**Consignes de l'exercice:**
[1] D'après le texte sur le déversement de pétrole touchant la nation Chapra, à quelle date Olivia Bisa est-elle arrivée à Lima ?
[2] Poursuivez le texte sur le déversement de pétrole touchant la nation Chapra à partir de sa dernière phrase.

**Sélection:**
* * * * *
Le paiement, qui servirait à nettoyer les résidus de pétrole brut dans les ruisseaux et le sol, était inférieur à ce que la société avait payé pour d'autres déversements dus à la corrosion de pipelines (150 soles), selon un apu présent à la réunion.
"Petroperú a dit qu'il n'avait pas l'autorité pour prendre ce genre de décision", dit Bisa. Il a alors été convenu que le 5 octobre, ils iraient à nouveau avec les décideurs, mais ils ne sont pas revenus.
Cela a conduit la nation Chapra à coordonner l'envoi d'une commission à Lima pour sensibiliser au problème. Olivia Bisa est arrivée dans la capitale le 10 octobre avec une délégation.
Depuis lors, elle a tenu des réunions avec des représentants du ministère de la Culture, de la Commission des peuples du Congrès, de la Commission interaméricaine des droits de l'homme (CIDH) et même du président de Petroperu.
Lors de ces réunions, Bisa a demandé une action immédiate pour contenir le déversement en installant un mur de confinement et en nettoyant le pétrole, ainsi qu'en fournissant de l'eau et de la nourriture aux communautés touchées.
Cependant, elle estime que rien de concret n'a été réalisé. Un accord final signé le 13 octobre fixe une nouvelle date, le 20 octobre, pour une réunion avec Petroperú sur le terrain.
Mais avant cela, des dispositions devaient être prises le vendredi 14 : " Elles n'ont pas été prises car les responsables sont en voyage. Elle n'aurait lieu que le mercredi 19 octobre", dit Bisa.
La présidente de la nation Chapra prévoit de retourner dans sa communauté dans la nuit du mardi 18 octobre. "Je reviens plus outrée que jamais, car nous avons besoin de cette réunion de toute urgence", dit-elle.
L'absence de confinement a fait que la zone initialement touchée - qui était de 100 mètres - s'est étendue sur 3 kilomètres, affectant 5 communautés Chapra habitées par 200 à 250 personnes.
* * * * *
**Enregistrements de formes étiquetées:**
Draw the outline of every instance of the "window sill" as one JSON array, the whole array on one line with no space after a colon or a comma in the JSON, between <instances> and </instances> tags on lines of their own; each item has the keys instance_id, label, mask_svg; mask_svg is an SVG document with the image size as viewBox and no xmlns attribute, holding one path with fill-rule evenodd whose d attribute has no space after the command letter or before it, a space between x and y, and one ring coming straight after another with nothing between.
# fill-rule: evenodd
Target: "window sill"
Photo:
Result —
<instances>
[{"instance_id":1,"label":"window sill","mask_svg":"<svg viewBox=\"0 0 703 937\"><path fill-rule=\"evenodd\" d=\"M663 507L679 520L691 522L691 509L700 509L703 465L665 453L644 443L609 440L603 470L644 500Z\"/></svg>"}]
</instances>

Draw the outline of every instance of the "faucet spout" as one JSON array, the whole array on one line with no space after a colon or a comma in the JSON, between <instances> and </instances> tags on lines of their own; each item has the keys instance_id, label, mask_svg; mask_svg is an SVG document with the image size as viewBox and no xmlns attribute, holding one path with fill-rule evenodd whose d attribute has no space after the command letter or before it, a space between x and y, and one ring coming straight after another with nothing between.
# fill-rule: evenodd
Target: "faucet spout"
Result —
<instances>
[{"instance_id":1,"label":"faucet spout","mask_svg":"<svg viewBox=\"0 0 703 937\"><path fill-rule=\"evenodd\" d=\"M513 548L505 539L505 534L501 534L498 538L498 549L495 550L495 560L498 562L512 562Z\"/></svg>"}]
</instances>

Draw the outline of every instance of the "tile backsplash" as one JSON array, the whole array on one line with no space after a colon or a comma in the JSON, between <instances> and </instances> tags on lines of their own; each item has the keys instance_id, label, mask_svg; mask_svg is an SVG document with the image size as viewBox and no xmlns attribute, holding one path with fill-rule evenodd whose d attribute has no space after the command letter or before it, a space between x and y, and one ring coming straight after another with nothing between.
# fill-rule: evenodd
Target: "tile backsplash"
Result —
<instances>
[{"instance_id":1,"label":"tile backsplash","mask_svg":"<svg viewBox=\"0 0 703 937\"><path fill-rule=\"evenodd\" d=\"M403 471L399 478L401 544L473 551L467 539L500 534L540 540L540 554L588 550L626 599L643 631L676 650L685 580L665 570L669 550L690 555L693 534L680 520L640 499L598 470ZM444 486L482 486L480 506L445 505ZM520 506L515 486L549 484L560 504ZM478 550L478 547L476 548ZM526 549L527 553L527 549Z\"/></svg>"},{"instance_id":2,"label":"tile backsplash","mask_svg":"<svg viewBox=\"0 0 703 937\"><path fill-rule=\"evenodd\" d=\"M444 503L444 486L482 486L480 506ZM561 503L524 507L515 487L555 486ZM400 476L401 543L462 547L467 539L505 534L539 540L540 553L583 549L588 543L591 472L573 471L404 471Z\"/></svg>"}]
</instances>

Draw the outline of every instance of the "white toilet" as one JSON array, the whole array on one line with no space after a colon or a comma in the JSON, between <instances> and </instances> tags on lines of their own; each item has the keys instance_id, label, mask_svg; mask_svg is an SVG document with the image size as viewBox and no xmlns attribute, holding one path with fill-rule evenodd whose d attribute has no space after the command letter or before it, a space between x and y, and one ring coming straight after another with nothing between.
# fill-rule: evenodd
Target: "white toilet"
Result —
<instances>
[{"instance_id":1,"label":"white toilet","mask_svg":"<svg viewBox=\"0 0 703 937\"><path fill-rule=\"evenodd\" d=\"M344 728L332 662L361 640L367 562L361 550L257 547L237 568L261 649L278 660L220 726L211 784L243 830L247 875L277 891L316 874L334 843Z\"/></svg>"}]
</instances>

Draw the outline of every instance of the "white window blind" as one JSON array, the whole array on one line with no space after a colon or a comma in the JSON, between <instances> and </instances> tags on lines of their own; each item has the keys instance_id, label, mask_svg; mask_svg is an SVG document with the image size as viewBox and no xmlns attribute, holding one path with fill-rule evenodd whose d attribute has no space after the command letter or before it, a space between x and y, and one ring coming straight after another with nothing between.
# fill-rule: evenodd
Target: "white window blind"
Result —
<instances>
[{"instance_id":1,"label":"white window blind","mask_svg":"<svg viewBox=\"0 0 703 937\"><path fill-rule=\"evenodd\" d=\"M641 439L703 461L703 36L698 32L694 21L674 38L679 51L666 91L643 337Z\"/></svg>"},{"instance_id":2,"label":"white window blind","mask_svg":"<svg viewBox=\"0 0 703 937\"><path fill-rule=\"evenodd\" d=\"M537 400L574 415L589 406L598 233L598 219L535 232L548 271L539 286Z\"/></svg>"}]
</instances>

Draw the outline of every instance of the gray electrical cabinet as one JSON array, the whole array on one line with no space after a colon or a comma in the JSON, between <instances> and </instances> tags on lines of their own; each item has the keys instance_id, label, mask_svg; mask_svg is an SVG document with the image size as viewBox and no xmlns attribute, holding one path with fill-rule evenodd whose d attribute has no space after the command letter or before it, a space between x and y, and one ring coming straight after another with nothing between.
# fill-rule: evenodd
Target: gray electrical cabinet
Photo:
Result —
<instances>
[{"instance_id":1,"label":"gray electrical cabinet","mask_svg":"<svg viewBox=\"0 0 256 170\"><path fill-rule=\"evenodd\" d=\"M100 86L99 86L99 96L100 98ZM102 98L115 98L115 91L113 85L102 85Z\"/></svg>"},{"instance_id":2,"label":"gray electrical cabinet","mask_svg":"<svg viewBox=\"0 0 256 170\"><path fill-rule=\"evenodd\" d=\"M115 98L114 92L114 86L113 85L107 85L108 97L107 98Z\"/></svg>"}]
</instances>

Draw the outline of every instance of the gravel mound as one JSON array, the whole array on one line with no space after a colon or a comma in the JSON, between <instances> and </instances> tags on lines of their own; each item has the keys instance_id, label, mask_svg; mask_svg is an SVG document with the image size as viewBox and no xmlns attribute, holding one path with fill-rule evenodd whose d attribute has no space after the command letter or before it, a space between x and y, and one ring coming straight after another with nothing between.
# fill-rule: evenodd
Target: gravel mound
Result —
* * * * *
**Réponses:**
[1] Le 10 octobre.

[2]
"Mes enfants ont la diarrhée, les mères qui sont enceintes, comment puis-je leur dire de boire cette eau, maintenant les personnes âgées ont des problèmes respiratoires ; moi, qui ai 35 ans, j'étais sur le site et je n'ai pas pu parler ou respirer correctement pendant trois minutes", dit Bisa.
"La douleur est insupportable et provoque des vertiges, des nausées et des maux de tête. Malgré cela, des autochtones gardent le site avec leurs propres ressources pour tenter de contenir le déversement", ajoute-t-elle.
"Que veut Petroperu, que veut l'État, que mon peuple meure pour qu'il puisse avoir un territoire libre. Cela suffit, nous avons besoin d'une action immédiate, 35 jours ont passé et nous vivons toujours cet enfer", dit-il.
La société a récemment proposé quatre entreprises (Oasis, Ecosac, Relux et Otorongo) pour effectuer le travail de nettoyage de la marée noire, mais selon Bisa, la population se méfie car ces entreprises seraient liées à d'anciens travailleurs de Petroperú.
"Nous nous demandons qui profite réellement de ces déversements. Cette corruption qui existe au sein de Petroperú tue les peuples indigènes et leur territoire", a-t-elle ajouté.
En plus d'exiger le confinement et la réparation du déversement, la nation Chapra évalue actuellement de nouvelles mesures de force en réponse à cette catastrophe environnementale, en coordination avec d'autres nations autochtones traversées par l'oléoduc Norperuano.
L'une de ces mesures serait d'exiger que Petroperu change de pipeline s'il veut continuer à extraire du pétrole et à le transporter à travers ses territoires, car le pipeline actuel a déjà terminé son cycle.
"Pourquoi nous disons qu'il a déjà terminé son cycle, parce qu'il y a beaucoup de déversements, pas tous dus à la coupe, mais la plupart dus à la corrosion et au manque d'entretien", déclare la leader indigène.
Si la société n'accepte pas cette demande, "nous exigerons qu'elle retire ses pipelines des populations autochtones", déclare Bisa. La patience de la nation Chapra est définitivement à bout.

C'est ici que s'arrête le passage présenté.